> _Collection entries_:
+++

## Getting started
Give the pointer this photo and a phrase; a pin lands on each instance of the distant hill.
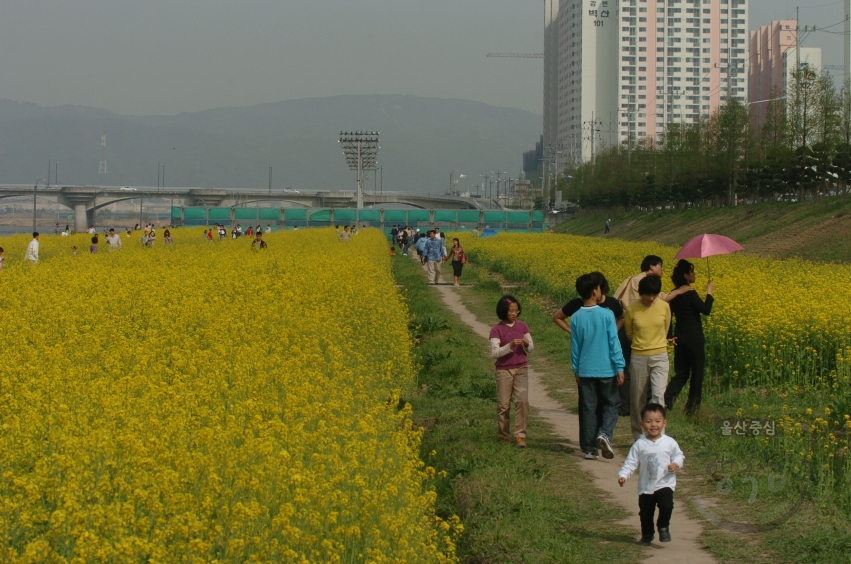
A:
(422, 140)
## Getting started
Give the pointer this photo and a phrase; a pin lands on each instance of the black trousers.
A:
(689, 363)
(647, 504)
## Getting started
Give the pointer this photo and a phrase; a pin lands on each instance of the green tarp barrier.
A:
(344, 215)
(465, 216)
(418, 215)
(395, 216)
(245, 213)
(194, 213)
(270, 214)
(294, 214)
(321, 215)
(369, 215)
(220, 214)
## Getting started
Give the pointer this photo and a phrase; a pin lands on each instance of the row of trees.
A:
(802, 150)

+++

> _WHAT IS NEEDED_: Copy every entry above exactly as it stands, but leave the pictures out.

> _PROBLEM SOLUTION_:
## Getting started
Give the pointer this photo and a phrase; a pin lands on each instance of the distant hill.
A:
(422, 140)
## Getting started
Give the pointer this photo and a phrase; a pin lands on each instance of the black trousers.
A:
(689, 363)
(647, 504)
## Getting started
Give the pointer this photo and a phrase; a pin lands on each instance of the green tarp barrier.
A:
(344, 215)
(465, 216)
(418, 215)
(395, 216)
(245, 213)
(194, 213)
(270, 214)
(294, 214)
(321, 215)
(369, 215)
(220, 214)
## Getting started
Give the pointer this photo and a phrase; a pin lands on each instance of the row of trees.
A:
(802, 150)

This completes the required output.